*TEXT TO READ*.
(T2108 measures the percentage of stocks trading above their respective 40-day moving averages [DMAs]. It helps to identify extremes in market sentiment that are likely to reverse. To learn more about it, see my T2108 Resource Page. You can follow real-time T2108 commentary on twitter using the #T2108 hashtag. T2108-related trades and other trades are occasionally posted on twitter using the #120trade hashtag. T2107 measures the percentage of stocks trading above their respective 200DMAs)
T2108 Status: 7.1% (a drop 61.0% from 18.1% ranks as third highest on record (since 1986). The two bigger plunges came from the crash of 1987. Now in fourth place is the plunge during the financial crisis on September 29, 2008.)
T2107 Status: 16.4% (a drop of 35.6% from 25.5%)
VIX Status: 40.7 (a jump of 45.3% that ranks as the fifth highest single-day gain since 1990. The VIX went up as much as 90% at the highs. That is NOT a typo – NINETY percent! )
General (Short-term) Trading Call: Bullish
Active T2108 periods: Day #2 below 20% (oversold), Day #3 under 30%, Day #26 under 40%, Day #66 under 50%, Day #83 under 60%, Day #282 under 70%
Reference Charts (click for view of last 6 months from Stockcharts.com):
S&P 500 or SPY
SDS (ProShares UltraShort S&P500)
U.S. Dollar Index (volatility index)
EEM (iShares MSCI Emerging Markets)
VIX (volatility index)
VXX (iPath S&P 500 VIX Short-Term Futures ETN)
EWG (iShares MSCI Germany Index Fund)
Today was an epic sell-off for the ages. I heard comparisons to the crash of 1987, to the financial crisis of 2008 to 2009, and to the massive debt ceiling driven sell-off in 2011. From a technical standpoint, these are all adequate comparisons even if the fundamental backdrops are different.
I have organized this post to first talk about my standard trio: T2108, the S&P 500, and the VIX. Next up are individual stocks that demonstrate the wild nature of the trading. Third, some market commentary from the experts. All these points are context and backdrop for the punch/bottomline: how in the world to profit from the madness. I use examples from my trading on the day to show my approach and rules.
T2108 fell a whopping 61.0% from 18.1% to today’s close of 7.1%. This was the third largest percentage drop on record (I have data going back to 1986). The top two both come from the crash of 1987: October 19, 1987 delivered a 85.4% drop to 0.86 (yes, that is LESS than ONE, not a typo!) and October 16, 1987 delivered a 65% drop to 5.88. Now in fourth place is September 29, 2008 with a 60.2% drop to 8.8, similar to today.
The S&P 500 (SPY) swung through an incredible range. The index fell a whopping 3.9% or a loss that was even larger than Friday’s sell-off. This makes a VERY rare string of two straight days where the ENTIRE length of the sell-off occurred below the lower-Bolligner Band (BB). The market simply cannot (OK, SHOULD not) get more oversold than this! A year of hard-fought gains (measured from August, 2014) have been wiped away in less than a week.

*EXERCISE INSTRUCTIONS*. Continue the T2108 market commentary from its last sentence. The data that comes next is separate material, not part of the market commentary.

(Stored entries)

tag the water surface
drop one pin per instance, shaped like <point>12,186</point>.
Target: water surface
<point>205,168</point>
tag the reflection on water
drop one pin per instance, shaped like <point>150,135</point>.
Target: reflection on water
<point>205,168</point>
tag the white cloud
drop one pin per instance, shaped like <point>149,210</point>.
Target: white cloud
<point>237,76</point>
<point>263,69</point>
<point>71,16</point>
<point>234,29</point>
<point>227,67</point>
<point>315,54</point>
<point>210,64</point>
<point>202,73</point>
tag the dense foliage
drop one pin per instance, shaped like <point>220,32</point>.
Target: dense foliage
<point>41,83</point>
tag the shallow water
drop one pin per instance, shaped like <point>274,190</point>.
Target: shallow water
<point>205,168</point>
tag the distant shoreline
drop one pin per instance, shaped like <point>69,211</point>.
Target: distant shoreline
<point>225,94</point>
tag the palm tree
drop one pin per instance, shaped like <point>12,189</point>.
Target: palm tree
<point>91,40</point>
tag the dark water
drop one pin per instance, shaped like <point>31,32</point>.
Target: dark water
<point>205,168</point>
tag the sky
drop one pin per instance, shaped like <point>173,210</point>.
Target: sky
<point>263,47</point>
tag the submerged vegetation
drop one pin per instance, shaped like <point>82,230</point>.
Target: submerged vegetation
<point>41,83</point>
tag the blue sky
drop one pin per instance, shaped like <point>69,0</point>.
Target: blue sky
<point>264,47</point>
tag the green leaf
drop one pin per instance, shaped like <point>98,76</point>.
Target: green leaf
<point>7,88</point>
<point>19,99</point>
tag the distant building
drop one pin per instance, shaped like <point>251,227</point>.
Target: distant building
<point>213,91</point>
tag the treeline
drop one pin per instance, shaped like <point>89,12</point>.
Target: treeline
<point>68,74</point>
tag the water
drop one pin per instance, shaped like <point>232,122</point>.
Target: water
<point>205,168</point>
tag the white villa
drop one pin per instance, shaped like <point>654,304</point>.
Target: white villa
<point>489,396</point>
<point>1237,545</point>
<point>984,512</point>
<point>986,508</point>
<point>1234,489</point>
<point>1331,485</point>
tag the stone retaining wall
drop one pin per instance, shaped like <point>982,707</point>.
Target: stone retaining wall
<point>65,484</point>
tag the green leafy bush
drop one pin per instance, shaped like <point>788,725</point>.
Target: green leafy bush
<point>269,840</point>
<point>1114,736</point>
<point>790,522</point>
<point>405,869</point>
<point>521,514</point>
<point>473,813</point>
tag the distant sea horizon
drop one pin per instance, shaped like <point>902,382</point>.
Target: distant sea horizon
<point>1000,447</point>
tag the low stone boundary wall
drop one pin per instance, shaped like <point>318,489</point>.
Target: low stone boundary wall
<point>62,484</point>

*TASK RESPONSE*.
The daily chart hardly does justice to the swing of selling, buying, and more selling on the day. In fact, the gap down on the open is not clearly identified, probably partly as a result of a chaotic and slow open of the U.S. market. Here is the SPY ETF to show the real open followed by the 5-minute trading action.
Note how the index actually managed to get tantalizingly close to a complete loss reversal.
Since the market movement was epic, volatility had to be epic as well! The VIX, the volatility index, closed at 40.7. This level was last seen during the 2011 sell-off. HOWEVER, the one-day increase of 45.3% ranks as the FIFTH largest since at least 1990 (I have data that far back). Incredibly, the VIX was up as much as 90% at it highs! That level of 53.9 was last seen….right around the historic March, 2009 lows. Talk about epic.
The impact on the volatility products, the ETFs, was equally dramatic. The ProShares Short VIX Short-Term Futures (SVXY) closed with a 18.8% loss and was down over 33% at one point.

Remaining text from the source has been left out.